• DATA PROVIDED
● ● ● ● ● ● ●

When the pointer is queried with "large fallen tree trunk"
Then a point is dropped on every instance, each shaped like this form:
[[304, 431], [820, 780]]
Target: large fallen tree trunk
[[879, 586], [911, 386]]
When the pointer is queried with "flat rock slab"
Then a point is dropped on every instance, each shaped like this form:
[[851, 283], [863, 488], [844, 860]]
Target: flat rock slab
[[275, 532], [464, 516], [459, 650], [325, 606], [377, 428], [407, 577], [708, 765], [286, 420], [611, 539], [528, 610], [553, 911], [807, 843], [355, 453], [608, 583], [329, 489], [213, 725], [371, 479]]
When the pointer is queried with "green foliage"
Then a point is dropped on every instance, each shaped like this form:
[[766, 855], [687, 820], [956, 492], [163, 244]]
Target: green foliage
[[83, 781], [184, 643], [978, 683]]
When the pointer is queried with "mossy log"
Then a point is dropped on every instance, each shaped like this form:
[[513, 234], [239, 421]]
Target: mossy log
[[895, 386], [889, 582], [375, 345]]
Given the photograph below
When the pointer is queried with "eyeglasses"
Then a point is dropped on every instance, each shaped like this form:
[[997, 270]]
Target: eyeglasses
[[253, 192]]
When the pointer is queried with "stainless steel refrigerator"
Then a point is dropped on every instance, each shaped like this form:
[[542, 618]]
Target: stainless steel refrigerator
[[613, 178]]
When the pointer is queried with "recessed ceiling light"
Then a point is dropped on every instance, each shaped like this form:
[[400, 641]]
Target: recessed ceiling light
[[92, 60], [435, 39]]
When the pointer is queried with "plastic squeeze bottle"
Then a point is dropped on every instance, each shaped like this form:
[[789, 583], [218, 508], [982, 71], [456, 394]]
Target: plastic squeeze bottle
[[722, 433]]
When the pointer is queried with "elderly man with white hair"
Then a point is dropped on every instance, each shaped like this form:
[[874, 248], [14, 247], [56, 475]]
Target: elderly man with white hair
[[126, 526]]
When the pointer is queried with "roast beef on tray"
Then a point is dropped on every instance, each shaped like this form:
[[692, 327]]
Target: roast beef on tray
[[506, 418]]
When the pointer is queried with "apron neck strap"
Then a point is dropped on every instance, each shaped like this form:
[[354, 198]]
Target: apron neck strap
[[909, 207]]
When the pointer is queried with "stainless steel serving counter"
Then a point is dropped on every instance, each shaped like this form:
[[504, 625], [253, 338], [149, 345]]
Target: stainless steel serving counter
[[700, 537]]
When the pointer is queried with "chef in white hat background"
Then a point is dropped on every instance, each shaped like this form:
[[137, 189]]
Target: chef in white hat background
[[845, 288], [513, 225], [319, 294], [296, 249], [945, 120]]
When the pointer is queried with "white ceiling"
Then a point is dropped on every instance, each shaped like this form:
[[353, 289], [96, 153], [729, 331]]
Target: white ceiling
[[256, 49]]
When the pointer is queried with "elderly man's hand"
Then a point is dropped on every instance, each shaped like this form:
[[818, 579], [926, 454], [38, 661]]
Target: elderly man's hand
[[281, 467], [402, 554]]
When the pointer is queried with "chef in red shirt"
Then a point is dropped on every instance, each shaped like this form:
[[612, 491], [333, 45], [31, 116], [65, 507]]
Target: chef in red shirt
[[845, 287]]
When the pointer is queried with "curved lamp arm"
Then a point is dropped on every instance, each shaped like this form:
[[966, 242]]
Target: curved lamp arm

● ● ● ● ● ● ●

• TASK TO COMPLETE
Write the data above out again in full, with every word as given.

• RESULT
When the pointer is queried with "large fallen tree trunk"
Then a point is dropped on every instance, each shaped like this form:
[[304, 431], [820, 780]]
Target: large fallen tree trunk
[[879, 586], [911, 386]]
When the pointer is queried with "flat rock slab"
Then a point is dropped on every instance, each shaped like this form:
[[851, 283], [863, 488], [844, 860]]
Target: flat rock slab
[[275, 532], [464, 516], [459, 650], [325, 606], [377, 428], [407, 577], [708, 765], [286, 420], [611, 539], [528, 610], [553, 911], [807, 843], [355, 453], [608, 583], [329, 489], [213, 725], [371, 479]]
When the pointer is queried with "green foliage"
Then a point is dropped on every instance, each shaped like this form:
[[766, 855], [687, 820], [956, 492], [163, 244]]
Target: green foliage
[[83, 781], [184, 643], [978, 683]]
When the pointer is queried with "mossy log"
Then a point is dropped on every instance, each shaped like this form:
[[513, 234], [239, 421]]
Target: mossy log
[[895, 386], [889, 582], [375, 345]]
Given the photograph below
When the pointer is queried with "eyeglasses"
Then a point is dropped on every instance, each shaped like this form:
[[997, 270]]
Target: eyeglasses
[[253, 192]]
When the pointer is queried with "stainless steel refrigerator"
Then a point is dropped on every instance, each shaped like this form:
[[542, 618]]
Target: stainless steel refrigerator
[[613, 178]]
When the pointer is queried with "recessed ceiling light"
Then a point is dropped on every instance, each shaped like this form:
[[400, 641]]
Target: recessed ceiling light
[[92, 60], [435, 39]]
When the pointer is queried with "plastic squeeze bottle"
Then a point is dropped on every instance, each shaped like this form:
[[789, 583], [218, 508], [982, 71], [456, 394]]
Target: plastic squeeze bottle
[[722, 433]]
When the pointer is queried with "elderly man with white hair"
Then a point is dropped on every instance, each shaped like this form:
[[874, 248], [14, 247], [56, 475]]
Target: elderly man with white hair
[[126, 526]]
When the pointer is queried with "roast beef on tray"
Then a point is dropped on every instance, each shaped like this form:
[[692, 327]]
Target: roast beef on tray
[[506, 418]]
When the pointer is queried with "apron neck strap"
Then a point is dropped on every instance, each shaped like this form:
[[354, 198]]
Target: apron neck strap
[[909, 207]]
When the pointer is queried with "stainless steel serving counter"
Then a point is dropped on every instance, each shaped like this form:
[[504, 625], [253, 338], [149, 345]]
Target: stainless steel serving counter
[[700, 537]]
When the pointer is queried with "chef in white hat background"
Then a point is dropped on every instance, each shaped like this form:
[[137, 189]]
Target: chef in white hat background
[[845, 288], [513, 225], [319, 294], [296, 249], [945, 120]]
When the pointer is queried with "white ceiling"
Then a point is dropped on every instance, each shaped like this form:
[[353, 289], [96, 153], [729, 331]]
Target: white ceiling
[[256, 49]]
When the pointer is queried with "elderly man's hand"
Then a point is dropped on every instance, each shaped like this form:
[[818, 579], [926, 454], [38, 661]]
Target: elderly man's hand
[[281, 467], [402, 554]]
When the pointer is queried with "chef in red shirt"
Then a point is dropped on every instance, each shaped like this form:
[[612, 491], [333, 45], [31, 116], [65, 507]]
Target: chef in red shirt
[[845, 287]]
When the pointer is queried with "curved lamp arm"
Then a point is dropped on every instance, each shaped like this form:
[[966, 242]]
Target: curved lamp arm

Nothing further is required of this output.